* Set exercise *
Rewrite each line of the material below as a row in a two-column Markdown table, with the columns headed Row and Line. Number the rows in order and leave out blank lines.

★ ★ ★

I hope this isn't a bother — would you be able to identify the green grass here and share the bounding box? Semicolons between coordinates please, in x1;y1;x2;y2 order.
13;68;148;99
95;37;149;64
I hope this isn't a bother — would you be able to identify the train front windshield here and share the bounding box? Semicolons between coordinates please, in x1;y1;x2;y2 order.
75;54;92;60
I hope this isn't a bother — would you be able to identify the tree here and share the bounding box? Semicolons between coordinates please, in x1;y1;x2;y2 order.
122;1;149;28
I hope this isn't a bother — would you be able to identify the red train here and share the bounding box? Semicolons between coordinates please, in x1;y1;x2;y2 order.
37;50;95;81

★ ★ ★

* Correct response *
| Row | Line |
|---|---|
| 1 | I hope this isn't a bother — would you be able to identify the green grass here and share the bounding box? Semicolons between coordinates please, in x1;y1;x2;y2 order. |
| 2 | 13;68;148;99 |
| 3 | 95;37;149;64 |
| 4 | I hope this isn't a bother — would you be able to identify the train front windshield here and share the bounding box? Semicolons between coordinates please, in x1;y1;x2;y2 order. |
| 5 | 75;54;92;60 |
| 6 | I hope this isn't a bother — would you be able to identify the tree here and share the bounding box? Semicolons between coordinates please, in x1;y1;x2;y2 order. |
| 7 | 122;1;149;28 |
| 8 | I hope this isn't a bother — would you be able to identify the red train here and share the bounding box? Semicolons between coordinates please, in x1;y1;x2;y2 order. |
| 9 | 37;50;95;81 |